** 本文 **
■ ■ ■ ■ ■ ■ ■

慌ただしい日常に疲れ、ちょっと現実から逃れたい。そんな時、僕が読みたくなるのは時代小説。中でも池波正太郎さんの『鬼平犯科帳』や『剣客商売』など数々の時代小説は、まさに「大人のユートピア」。自分がいま置かれた状況から、強制的にログアウトし、思うがままに想像世界へ……。池波さんの作品は市井の人々の暮らしが活き活きと描かれ、郷愁を覚えます。とりわけ強い印象を残すのが、酒肴の描写。料理の湯気や匂いが立つような筆致には、池波小説で描かれる事件の本筋の緊張から解き放たれ、つかの間の安らぎを覚えます。登場人物と共に、ひと心地つきながら、その味覚を共有できるのです。
今月ご紹介する『江戸前 通の歳時記』(集英社文庫)は、そんな池波さん自身を唸らせた、折々の旬の料理。そして、味覚と共に立ち上がる思い出を紹介するエッセイ集です。たとえば「一月」なら「橙」、「四月」なら「鯛と浅蜊」、「十二月」なら「柚子と湯豆腐」といったように、月ごとに章立てが組まれています。それぞれのエピソードを通じ、戦中から現代にかけて、池波さんが見て来られた景色、下町の人情が垣間見えてきます。
「七月」の項で紹介されているのは「茄子と白瓜」。自身の出征経験を通じて新鮮な野菜の有難みを覚えた話と絡めつつ、茄子の漬物の味わい、茄子の炙り焼きの香ばしさを鮮明に書き記しています。僕も先日、大阪に行った時に、泉州名産の水茄子が出始めているのを見つけ、さまざまなお店のものを買ってきました。酒の肴として、食べ比べを楽しんでいますが、どれもみずみずしくて美味しい。茄子を自分で漬けるのは難しいですからね。鮮やかな紺色を保つために入れるミョウバン。あの匙加減に一苦労するのです。
年齢を重ねるうちに良さがわかる料理ってありますよね。たとえば「二月」で紹介される「小鍋だて」。紹介されている具材は、浅蜊と白菜、ただそれだけです。池波さんはよせ鍋は好きではない理由をこう説きます。「それぞれの味が一つになってうまいのだろうけれど、一つ一つの味わいが得られない」。確かに僕も歳を重ねるうちに入れる具材の種類が減っていきました。
時折、子どもが寝静まった後、晩酌をしながら奥さんと小鍋をつつくことがあります。そんな時のお薦めは、クレソンと鶏団子。温めるイメージの少ない葉野菜かも知れませんが、ふつふつと香りが立ち、クレソン独特のクセがなくなって、いくらでも食べられるのです。柚子かレモンなど、柑橘類をちょっと絞って。おだしは鰹だし。洋風にコンソメ仕立てにしても美味しいかも知れません。

■ ■ ■ ■ ■ ■ ■

** 作業指示 **
a: 本文のうち「年齢を重ねるうちに」で始まる段落を、主な事実を残して短く書き直せ。
b: 本文の要点を二文でまとめよ。
c: 池波正太郎のエッセイ集を紹介する本文の続きを、最後の文の後から書き足せ。
この後に続く資料は参照しなくてよい。

** データ記録 **
■ ■ ■ ■ ■ ■ ■

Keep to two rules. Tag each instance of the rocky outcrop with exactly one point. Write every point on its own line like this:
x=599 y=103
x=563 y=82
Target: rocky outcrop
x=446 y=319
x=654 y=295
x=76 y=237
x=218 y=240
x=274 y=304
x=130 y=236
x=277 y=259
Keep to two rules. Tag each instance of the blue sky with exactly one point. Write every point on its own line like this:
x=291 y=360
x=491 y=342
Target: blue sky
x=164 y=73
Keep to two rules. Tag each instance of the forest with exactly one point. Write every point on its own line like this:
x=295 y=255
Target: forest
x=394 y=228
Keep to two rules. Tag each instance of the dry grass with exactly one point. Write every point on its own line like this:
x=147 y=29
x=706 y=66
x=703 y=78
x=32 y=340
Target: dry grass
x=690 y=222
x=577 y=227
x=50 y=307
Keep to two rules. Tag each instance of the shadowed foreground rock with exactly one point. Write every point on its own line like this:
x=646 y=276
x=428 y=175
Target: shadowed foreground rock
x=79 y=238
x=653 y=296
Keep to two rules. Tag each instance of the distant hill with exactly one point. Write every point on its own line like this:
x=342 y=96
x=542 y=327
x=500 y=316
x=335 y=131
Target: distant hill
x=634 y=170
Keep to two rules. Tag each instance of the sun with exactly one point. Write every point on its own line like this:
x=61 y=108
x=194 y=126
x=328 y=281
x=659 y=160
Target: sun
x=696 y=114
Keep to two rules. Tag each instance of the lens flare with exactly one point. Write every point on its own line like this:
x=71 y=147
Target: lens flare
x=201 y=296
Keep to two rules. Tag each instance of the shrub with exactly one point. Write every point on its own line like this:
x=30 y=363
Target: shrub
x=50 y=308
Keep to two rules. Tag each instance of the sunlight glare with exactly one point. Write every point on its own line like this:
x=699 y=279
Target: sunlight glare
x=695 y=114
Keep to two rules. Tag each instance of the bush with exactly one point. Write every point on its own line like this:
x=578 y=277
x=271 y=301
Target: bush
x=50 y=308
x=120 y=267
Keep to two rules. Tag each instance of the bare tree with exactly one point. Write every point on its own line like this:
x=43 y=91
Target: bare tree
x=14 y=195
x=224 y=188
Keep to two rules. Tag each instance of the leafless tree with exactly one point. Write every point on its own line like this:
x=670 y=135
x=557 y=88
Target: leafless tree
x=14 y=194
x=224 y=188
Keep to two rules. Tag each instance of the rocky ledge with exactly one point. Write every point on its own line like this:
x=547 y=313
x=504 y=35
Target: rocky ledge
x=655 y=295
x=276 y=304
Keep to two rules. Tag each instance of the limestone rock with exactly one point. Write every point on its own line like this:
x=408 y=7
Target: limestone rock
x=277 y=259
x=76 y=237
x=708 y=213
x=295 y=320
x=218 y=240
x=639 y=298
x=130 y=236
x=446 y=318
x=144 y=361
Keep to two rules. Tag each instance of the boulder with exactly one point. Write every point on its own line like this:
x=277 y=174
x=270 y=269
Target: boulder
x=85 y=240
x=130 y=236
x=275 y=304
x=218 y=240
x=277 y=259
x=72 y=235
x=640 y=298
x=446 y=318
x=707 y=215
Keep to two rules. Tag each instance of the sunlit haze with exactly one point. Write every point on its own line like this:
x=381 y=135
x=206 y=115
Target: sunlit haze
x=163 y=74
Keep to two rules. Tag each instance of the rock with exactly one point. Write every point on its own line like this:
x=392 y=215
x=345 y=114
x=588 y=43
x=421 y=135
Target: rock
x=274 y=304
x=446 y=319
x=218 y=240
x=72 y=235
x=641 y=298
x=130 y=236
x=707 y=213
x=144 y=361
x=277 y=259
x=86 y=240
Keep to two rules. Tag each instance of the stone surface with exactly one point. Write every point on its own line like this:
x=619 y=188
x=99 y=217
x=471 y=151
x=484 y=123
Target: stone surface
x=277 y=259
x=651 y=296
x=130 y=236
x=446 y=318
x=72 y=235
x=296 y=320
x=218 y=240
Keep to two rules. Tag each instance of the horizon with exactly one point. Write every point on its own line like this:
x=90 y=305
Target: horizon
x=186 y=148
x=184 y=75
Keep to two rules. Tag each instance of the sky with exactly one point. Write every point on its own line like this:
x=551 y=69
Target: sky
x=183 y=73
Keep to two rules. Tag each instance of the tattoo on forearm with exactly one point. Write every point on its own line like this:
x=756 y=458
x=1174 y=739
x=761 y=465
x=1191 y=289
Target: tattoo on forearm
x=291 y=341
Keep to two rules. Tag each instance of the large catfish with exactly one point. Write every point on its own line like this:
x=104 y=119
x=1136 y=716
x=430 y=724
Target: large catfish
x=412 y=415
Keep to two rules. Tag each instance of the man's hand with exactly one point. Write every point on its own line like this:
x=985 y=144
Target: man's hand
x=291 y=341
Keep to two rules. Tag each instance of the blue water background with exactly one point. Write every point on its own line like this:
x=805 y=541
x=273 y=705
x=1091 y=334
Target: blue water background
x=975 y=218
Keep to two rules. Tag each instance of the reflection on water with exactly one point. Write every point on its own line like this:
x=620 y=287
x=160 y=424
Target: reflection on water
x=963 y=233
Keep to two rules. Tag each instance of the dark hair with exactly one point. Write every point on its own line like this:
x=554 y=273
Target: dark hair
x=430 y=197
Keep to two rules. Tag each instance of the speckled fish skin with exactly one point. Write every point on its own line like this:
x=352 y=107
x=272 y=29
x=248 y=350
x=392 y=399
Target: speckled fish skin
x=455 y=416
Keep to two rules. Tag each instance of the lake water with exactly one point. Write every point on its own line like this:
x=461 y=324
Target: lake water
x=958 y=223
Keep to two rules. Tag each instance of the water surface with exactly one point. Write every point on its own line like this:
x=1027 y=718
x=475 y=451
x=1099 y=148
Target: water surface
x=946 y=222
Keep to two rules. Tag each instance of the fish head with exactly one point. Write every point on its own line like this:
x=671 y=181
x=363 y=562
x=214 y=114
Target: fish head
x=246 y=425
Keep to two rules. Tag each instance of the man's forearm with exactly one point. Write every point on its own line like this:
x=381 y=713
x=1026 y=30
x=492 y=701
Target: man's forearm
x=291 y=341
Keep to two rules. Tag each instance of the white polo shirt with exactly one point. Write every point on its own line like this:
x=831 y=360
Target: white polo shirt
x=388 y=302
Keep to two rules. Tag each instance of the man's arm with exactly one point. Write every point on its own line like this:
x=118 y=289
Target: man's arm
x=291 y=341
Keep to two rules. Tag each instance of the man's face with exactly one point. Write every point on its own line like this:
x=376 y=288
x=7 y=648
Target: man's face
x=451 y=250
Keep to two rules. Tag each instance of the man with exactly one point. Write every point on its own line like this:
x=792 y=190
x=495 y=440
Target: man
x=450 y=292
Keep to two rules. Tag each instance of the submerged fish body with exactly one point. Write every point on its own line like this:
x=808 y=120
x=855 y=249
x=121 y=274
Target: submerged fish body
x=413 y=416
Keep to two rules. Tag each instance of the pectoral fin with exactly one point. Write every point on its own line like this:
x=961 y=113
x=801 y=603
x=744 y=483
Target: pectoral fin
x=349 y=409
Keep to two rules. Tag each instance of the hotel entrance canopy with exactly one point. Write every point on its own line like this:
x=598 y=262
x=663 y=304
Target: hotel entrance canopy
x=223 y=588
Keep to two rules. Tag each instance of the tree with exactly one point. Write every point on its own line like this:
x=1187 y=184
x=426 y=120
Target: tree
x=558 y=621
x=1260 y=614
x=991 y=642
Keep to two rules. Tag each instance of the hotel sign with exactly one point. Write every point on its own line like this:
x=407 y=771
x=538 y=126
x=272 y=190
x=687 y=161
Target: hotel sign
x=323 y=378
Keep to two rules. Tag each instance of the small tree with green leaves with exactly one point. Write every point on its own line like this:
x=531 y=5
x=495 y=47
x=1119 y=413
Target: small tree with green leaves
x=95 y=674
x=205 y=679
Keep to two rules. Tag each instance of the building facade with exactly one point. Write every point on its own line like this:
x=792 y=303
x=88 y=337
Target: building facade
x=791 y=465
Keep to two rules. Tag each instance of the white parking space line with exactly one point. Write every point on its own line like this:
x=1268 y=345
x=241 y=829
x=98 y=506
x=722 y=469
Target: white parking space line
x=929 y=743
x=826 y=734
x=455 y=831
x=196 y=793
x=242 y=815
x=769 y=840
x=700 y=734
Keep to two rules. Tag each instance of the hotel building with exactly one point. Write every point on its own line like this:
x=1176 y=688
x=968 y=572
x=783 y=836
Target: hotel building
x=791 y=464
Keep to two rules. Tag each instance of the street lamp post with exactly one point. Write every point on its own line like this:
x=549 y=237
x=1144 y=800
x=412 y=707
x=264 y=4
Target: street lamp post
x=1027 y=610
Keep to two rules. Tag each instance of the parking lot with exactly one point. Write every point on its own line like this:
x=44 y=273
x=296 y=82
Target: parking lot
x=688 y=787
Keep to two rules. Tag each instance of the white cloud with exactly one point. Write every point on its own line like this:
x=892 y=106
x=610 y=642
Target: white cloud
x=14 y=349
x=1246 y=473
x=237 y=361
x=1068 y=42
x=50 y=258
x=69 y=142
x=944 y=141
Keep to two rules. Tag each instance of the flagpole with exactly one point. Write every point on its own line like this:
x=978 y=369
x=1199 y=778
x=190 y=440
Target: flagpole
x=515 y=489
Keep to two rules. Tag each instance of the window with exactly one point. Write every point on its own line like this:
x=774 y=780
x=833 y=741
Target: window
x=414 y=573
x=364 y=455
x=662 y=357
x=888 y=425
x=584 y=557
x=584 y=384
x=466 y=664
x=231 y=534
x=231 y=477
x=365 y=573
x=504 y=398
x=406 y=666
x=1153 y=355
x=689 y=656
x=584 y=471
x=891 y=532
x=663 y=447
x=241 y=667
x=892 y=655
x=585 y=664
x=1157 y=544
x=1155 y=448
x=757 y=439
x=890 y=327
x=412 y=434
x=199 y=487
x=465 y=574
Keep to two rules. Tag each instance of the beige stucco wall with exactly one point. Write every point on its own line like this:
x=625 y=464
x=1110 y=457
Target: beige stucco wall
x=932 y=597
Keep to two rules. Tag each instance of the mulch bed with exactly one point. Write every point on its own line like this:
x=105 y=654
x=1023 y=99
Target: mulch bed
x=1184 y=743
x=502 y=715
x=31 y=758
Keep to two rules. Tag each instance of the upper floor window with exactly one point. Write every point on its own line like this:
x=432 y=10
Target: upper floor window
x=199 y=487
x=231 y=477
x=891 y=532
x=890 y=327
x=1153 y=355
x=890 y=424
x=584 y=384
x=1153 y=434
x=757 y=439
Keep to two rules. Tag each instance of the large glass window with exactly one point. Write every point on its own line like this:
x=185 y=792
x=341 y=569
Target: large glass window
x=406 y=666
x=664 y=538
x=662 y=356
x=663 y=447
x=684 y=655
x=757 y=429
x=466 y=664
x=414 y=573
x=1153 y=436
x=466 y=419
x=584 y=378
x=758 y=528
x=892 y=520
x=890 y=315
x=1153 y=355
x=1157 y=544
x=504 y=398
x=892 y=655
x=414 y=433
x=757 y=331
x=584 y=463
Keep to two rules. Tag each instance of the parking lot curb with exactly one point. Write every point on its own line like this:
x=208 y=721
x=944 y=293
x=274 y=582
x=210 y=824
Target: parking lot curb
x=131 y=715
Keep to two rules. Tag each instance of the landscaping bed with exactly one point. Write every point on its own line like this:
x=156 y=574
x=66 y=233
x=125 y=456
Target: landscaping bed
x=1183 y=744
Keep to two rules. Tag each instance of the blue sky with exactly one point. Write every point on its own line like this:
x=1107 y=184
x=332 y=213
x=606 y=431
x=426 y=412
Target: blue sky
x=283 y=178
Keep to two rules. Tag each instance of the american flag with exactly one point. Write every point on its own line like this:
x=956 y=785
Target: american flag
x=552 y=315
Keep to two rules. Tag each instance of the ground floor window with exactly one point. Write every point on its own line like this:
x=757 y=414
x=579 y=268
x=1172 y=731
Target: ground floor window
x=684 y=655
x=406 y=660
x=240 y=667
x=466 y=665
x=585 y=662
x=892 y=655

■ ■ ■ ■ ■ ■ ■

** 作業ごとの解答 **
a: 年齢を重ねるとわかる料理の例が、「二月」で紹介される「小鍋だて」だ。具材は浅蜊と白菜だけである。池波さんはよせ鍋を好まない理由を「一つ一つの味わいが得られない」と説く。筆者も歳とともに入れる具材の種類が減った。

b: 筆者は、池波正太郎さんの時代小説に描かれる酒肴の描写に安らぎを覚えると述べ、池波さん自身を唸らせた旬の料理とそれにまつわる思い出をつづったエッセイ集『江戸前 通の歳時記』を紹介している。月ごとに章立てされた同書の「茄子と白瓜」や「小鍋だて」の話に重ねて、筆者は水茄子の食べ比べや、奥さんと晩酌しながらつつく小鍋の楽しみ方を語っている。

c:
深川の「どぜう屋」、森下の「桜(馬肉)鍋」など、現在も繁盛している東京・下町の名店がいくつか登場します。僕も大人になってから、時折通っているお店です。城東地区には「向こう三軒両隣」の風情がいまなお残り、おせっかいで、気の良い人たちばかり。料理の技はどれも奇をてらわず、洗練されています。この本の中では、子どもだった池波さんが、大人の世界を垣間見たくて、そうした下町の名店に背伸びして通う場面が何度か出てきますが、僕もその気持ち、ちょっとわかるなあ。昔の時代って、「大人」がもっとかっこよかったように思うんです。いまみたいに、なんでもかんでも「お子さま最優先」ではありませんでした。だからこそ逆に、現代の子どもたちが憧れる大人像というものを、我々がきちんと提示できているのか、ちょっと不安になってしまうのです。
江戸前といえば、「九月」で紹介される「小鰭(こはだ)の新子」は、僕の大好物! ただ、僕のイメージでは秋ではなく、梅雨明けぐらいが旬。ひょっとすると、当時は物流が行き届いていなかったため、地方で獲れる魚が出回っておらず、江戸前の物だけだったのかも知れません。それも考えてみれば贅沢な話ですよね。
「通のたしなみ」の項目では、なみなみとビールを注ぐな、寿司屋で「通」ぶるな、など、池波さんの「食」に対するルールが伝授されていて、面白いです。僕なりの決まりを挙げるなら、蕎麦でも寿司でも「出されたら、すぐ食べる」。料亭のように1品ずつ出てくるお店では、ゆったりと流れる時間を楽しみつつも、温かい椀物は温かいうちに、冷たく出された料理は冷たいうちに頂きます。お刺身ならきっと、お皿も冷やしているはず。料理人のそうした気配りを無にする食べ方はしたくありません。「ガツガツ食え!」と言っているわけではありません。味わいつつ、素早く、手早く。これが僕の鉄則です。
なんだかお腹が空いてきちゃいました。江戸や下町の情緒に触れるなら、町人の息遣いが随所に感じられる『剣客商売』(新潮文庫)を読み返してみませんか。『鬼平犯科帳』(文春文庫)を読んで、古地図を片手に下町探訪に出掛けてみるのも面白いかも。夏休み、江戸情緒を感じて、現実世界からログアウトしてみませんか。(構成・加賀直樹)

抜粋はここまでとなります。